Pointing dataset entries:
════

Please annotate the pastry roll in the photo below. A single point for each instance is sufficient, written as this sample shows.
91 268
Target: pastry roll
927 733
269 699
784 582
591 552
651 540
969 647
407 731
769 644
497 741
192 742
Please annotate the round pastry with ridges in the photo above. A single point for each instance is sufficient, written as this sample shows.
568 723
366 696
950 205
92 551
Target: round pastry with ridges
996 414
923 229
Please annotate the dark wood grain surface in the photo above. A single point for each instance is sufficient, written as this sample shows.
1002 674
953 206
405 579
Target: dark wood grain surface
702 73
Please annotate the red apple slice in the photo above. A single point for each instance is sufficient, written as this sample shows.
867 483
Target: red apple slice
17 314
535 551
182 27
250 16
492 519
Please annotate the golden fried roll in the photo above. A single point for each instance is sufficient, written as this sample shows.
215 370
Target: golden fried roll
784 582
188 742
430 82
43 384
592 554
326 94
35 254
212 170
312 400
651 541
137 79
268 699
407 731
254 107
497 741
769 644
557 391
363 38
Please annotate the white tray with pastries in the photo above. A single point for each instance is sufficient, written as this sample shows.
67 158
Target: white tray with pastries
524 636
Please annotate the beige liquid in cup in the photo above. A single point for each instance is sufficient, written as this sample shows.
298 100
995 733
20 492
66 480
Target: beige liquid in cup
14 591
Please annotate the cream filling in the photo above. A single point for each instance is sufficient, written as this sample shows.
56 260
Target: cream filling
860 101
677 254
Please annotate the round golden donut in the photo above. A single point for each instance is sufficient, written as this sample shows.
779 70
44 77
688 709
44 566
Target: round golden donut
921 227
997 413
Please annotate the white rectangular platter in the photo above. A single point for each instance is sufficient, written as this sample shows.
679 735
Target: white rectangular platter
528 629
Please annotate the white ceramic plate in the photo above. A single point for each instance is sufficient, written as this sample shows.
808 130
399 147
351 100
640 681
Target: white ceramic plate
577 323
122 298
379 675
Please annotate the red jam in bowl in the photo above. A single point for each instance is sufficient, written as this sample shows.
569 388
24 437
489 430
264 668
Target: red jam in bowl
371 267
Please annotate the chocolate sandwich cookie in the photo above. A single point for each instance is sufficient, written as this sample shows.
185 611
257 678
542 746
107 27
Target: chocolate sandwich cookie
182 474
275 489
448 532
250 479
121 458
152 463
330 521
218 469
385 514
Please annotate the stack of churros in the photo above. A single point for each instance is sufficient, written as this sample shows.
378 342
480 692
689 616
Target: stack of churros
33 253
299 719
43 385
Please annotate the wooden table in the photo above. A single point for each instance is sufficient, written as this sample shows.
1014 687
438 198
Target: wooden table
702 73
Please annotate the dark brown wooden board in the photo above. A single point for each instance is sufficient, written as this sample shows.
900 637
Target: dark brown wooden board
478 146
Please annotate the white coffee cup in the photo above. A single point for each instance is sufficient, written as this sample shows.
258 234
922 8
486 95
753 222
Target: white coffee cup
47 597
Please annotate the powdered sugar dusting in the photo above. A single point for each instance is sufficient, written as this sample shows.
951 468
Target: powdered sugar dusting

════

## Given request
Echo every line of the entries above word for word, from the first to the last.

## In response
Please annotate the pastry roll in the photo below. A single point for each instance is sufficient, written as this sample shows.
91 268
Target: pastry roll
927 733
269 699
784 582
591 552
651 540
969 647
407 731
769 644
497 741
192 742
Please annotate the round pastry with ridges in the photo above. A single point for each instance is sufficient, written as this sample shows.
568 723
366 696
950 205
92 551
Target: round pastry with ridges
996 414
923 229
Please annotate the dark wood grain surface in the photo above. A single point for each instance is sufficient, written as this sample shows.
1002 674
953 206
405 579
Target: dark wood grain surface
702 73
Please annotate the red apple slice in the photo above. A single point for each instance is sufficient, written as this sample shows.
867 483
Target: red apple slice
17 314
535 551
182 27
250 16
492 519
Please annotate the golden fried roll in the photo above. A single point for each instance is sufficient, written as this sample shows.
215 370
Target: golden fried roll
784 582
188 742
430 82
43 384
592 554
326 94
35 254
212 170
312 400
651 541
137 79
268 699
407 731
254 107
497 741
769 644
557 391
363 38
Please annotate the white tray with pastries in the photo above. A single point for each instance is sufficient, written as this sample shows.
67 158
Target: white tray with pastries
524 636
Please annotate the beige liquid in cup in the photo above. A single point for each instance is sufficient, written as this sample shows.
298 100
995 733
20 492
66 480
Target: beige liquid in cup
14 591
Please annotate the cream filling in the photo above. A single point for each instance is sufficient, written as this sample shows.
56 260
Target: cream filling
860 101
677 254
Please annotate the round golden donut in the photo above. A single point for each instance is sufficient, written as this sample shows.
779 70
44 77
688 709
44 566
Target: round golden donut
921 227
997 413
Please annotate the white rectangular platter in the photo above. A single point for each instance is sufficient, written as this sample shows.
679 735
Target: white rectangular platter
528 629
Please annotate the white ceramic plate in the photo above. A single point for each instance is sufficient, written as this sample shows.
808 130
399 147
351 100
640 681
Target: white ceramic plate
577 323
122 298
379 675
Please annotate the red jam in bowl in the photo above. A single point for each instance is sufficient, written as this sample shows.
569 388
24 437
489 430
264 668
Target: red jam in bowl
371 267
Please annotate the chocolate sandwich cookie in the photo above. A single point for each instance is sufficient, written as this sample shows.
185 611
257 678
542 746
107 27
Target: chocolate sandwich cookie
182 474
275 489
448 532
250 479
121 458
152 463
330 521
218 469
385 514
Please annotate the stack of churros in the photo above. A single point for each instance is sufficient, written as this sample shows.
378 342
480 692
689 616
Target: stack of churros
33 253
299 719
43 385
Please annotate the wooden table in the photo above. A single point for each instance is sufficient, written as this sample shows.
1014 687
438 198
Target: wooden table
702 73
Please annotate the dark brown wooden board in the photo above. A single point for each instance is sufficient, written as this sample shows.
900 637
Target: dark brown wooden board
478 146
Please annotate the white coffee cup in the photo above. A single point for each instance is sufficient, written as this sample shows.
258 234
922 8
486 95
753 222
Target: white coffee cup
47 597
Please annotate the powdered sugar dusting in the photo above. A single point for each instance is sufficient, written as this sample shows.
951 468
Target: powdered sugar dusting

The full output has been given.